- [REQUEST]
Repeat the records below word for word, but start at the line that contains "request: segment every instance of the printed", stop after the last line, and include nothing else.
-- start of DATA PROVIDED --
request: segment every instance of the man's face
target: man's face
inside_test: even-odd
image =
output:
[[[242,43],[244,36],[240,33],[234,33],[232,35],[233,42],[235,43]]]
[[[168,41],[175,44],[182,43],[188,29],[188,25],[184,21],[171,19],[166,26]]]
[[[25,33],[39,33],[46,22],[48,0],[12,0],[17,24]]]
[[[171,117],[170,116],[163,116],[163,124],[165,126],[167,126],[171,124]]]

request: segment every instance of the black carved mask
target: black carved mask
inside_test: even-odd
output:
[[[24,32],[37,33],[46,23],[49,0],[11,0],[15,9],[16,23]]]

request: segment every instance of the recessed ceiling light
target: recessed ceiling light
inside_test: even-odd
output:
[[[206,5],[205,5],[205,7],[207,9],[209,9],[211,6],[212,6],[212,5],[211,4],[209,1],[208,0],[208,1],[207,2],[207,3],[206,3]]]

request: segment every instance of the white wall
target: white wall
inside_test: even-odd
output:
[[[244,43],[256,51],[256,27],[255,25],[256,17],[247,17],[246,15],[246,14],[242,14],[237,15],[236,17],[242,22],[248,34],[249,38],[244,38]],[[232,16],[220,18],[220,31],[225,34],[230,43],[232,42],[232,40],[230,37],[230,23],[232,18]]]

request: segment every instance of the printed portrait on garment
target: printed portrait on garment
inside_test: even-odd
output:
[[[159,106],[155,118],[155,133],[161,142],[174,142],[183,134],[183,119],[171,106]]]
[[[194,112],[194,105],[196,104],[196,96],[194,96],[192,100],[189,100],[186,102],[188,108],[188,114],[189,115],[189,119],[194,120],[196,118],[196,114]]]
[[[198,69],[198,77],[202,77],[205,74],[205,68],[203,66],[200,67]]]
-- end of DATA PROVIDED --
- [OUTPUT]
request: segment every instance of the printed portrait on garment
target: printed portrait on garment
inside_test: even-odd
output:
[[[159,106],[155,118],[155,133],[161,142],[174,142],[183,134],[183,119],[171,106]]]
[[[194,112],[194,105],[196,104],[196,96],[194,96],[192,100],[189,100],[186,102],[188,108],[188,114],[189,115],[189,119],[194,120],[196,118],[196,114]]]
[[[198,69],[198,77],[202,77],[205,74],[205,68],[203,66],[200,67]]]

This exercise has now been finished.